▸ Document text:
The whole reason a single server failed was the 20x login surge before exams. The ASG turns that from an outage into a non-event. You attach a target-tracking scaling policy that says, in effect, “keep average CPU near 50% — add instances when it climbs, remove them when it drops.” When ten thousand students log in, CPU rises, the ASG launches more instances across both AZs, the ALB starts routing to them as soon as they pass health checks, and the platform absorbs the load. When the rush passes, the ASG scales back down so you stop paying for idle servers.

A minimal scaling policy is just a target and a metric:

{
  "TargetValue": 50.0,
  "PredefinedMetricSpecification": {
    "PredefinedMetricType": "ASGAverageCPUUtilization"

▸ Given task:
Answer these from the auto scaling passage:
1. What was the size of the login surge before exams that made a single server fail?
2. What average CPU level does the target-tracking policy aim to keep?
3. At what point does the ALB start routing traffic to newly launched instances?
Answer from the auto scaling passage alone.

▸ Dataset extract:
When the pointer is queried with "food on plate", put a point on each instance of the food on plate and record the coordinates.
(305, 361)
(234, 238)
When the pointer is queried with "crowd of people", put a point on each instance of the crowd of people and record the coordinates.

▸ Task solution:
1. A 20x surge.
2. Near 50%.
3. As soon as they pass health checks.